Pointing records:
□ □ □ □

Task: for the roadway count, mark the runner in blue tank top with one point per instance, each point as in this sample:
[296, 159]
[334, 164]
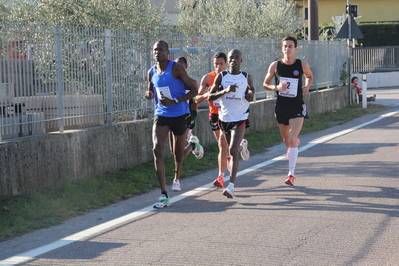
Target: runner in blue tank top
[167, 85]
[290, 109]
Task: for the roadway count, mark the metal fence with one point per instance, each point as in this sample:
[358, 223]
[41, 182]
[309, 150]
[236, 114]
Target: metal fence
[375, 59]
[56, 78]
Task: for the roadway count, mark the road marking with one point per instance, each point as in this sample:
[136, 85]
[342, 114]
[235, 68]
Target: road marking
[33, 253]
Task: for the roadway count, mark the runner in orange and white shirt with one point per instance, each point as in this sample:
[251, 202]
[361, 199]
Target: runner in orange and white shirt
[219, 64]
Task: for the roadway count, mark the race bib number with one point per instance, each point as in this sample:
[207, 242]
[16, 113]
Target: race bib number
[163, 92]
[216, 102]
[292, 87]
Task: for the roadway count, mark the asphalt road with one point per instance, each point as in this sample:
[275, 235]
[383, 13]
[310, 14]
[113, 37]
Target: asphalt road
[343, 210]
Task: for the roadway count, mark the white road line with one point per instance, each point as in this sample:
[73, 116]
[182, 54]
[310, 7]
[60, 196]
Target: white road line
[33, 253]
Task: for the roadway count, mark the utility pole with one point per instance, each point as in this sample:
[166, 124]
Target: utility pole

□ □ □ □

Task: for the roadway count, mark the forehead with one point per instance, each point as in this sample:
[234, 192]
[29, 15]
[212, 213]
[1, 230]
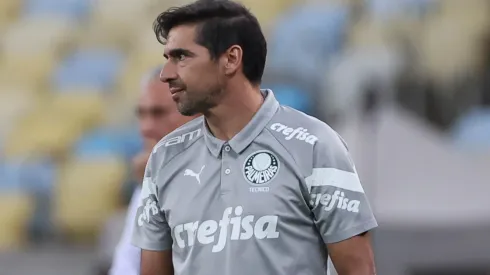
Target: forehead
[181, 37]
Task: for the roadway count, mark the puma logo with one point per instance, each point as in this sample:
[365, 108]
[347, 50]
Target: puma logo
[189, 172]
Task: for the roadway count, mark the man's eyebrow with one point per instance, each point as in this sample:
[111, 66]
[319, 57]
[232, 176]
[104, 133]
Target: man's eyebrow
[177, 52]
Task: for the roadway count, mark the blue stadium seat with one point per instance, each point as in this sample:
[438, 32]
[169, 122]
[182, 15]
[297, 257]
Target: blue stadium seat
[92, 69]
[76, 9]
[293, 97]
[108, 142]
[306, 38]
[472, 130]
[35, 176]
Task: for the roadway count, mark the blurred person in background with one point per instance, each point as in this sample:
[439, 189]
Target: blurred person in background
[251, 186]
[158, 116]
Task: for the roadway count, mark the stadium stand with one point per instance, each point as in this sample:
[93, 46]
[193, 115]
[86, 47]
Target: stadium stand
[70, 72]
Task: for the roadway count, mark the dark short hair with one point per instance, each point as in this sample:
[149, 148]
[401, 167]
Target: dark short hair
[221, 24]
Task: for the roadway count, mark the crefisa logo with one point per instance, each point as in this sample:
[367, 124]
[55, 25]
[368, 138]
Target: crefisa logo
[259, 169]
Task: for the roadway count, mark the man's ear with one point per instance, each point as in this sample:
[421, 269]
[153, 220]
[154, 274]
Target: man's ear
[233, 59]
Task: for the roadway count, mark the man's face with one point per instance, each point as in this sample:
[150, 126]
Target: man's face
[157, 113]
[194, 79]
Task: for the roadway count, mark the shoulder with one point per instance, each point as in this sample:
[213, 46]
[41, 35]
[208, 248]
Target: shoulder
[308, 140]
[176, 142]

□ □ □ □

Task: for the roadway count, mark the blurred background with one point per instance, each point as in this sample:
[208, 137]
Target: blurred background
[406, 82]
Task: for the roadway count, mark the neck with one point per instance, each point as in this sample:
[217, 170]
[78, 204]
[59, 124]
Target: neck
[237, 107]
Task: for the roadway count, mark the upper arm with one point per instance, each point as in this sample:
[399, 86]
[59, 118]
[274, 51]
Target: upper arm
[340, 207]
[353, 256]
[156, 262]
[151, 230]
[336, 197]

□ □ □ □

» WHAT THE EXERCISE ASKS:
Please convert the lines of the records, beginning with the line that contains "Task: for the roadway count, mark the runner in blue" and continuing through the line that contains "Target: utility pole", into a JSON list of strings, one string per line, with blank lines skipped. Leave the pictures out of the list.

» RESULT FOR THIS EXERCISE:
[
  "Task: for the roadway count, mark the runner in blue tank top with one point per instance, each point as in this sample:",
  "[296, 159]",
  "[334, 164]",
  "Target: runner in blue tank top",
  "[167, 85]",
  "[290, 109]",
  "Task: for the roadway count, mark the metal fence with one point per instance, each point as in this sample:",
  "[358, 223]",
  "[41, 182]",
  "[309, 150]",
  "[236, 114]",
  "Target: metal fence",
  "[375, 59]",
  "[56, 78]",
  "Task: for the roadway count, mark the road marking with one point per instance, each point as in this sample:",
  "[136, 85]",
  "[342, 114]",
  "[235, 68]",
  "Target: road marking",
  "[33, 253]",
  "Task: for the roadway count, mark the runner in orange and white shirt with one point per instance, each point as in this sample:",
  "[251, 202]",
  "[361, 199]",
  "Target: runner in orange and white shirt",
  "[219, 64]",
  "Task: for the roadway count, mark the race bib number with one point per instance, each point as in this sample:",
  "[207, 242]",
  "[16, 113]",
  "Target: race bib number",
  "[163, 92]",
  "[216, 102]",
  "[292, 87]",
  "Task: for the roadway count, mark the asphalt road with one point per instance, each point as in this sample:",
  "[275, 235]",
  "[383, 13]",
  "[310, 14]",
  "[113, 37]",
  "Target: asphalt road",
  "[343, 210]",
  "Task: for the roadway count, mark the white road line with one point per instance, each point as in this sample:",
  "[73, 116]",
  "[182, 54]",
  "[310, 7]",
  "[60, 196]",
  "Target: white road line",
  "[33, 253]",
  "Task: for the roadway count, mark the utility pole with one point per instance, each point as in this sample:",
  "[166, 124]",
  "Target: utility pole"
]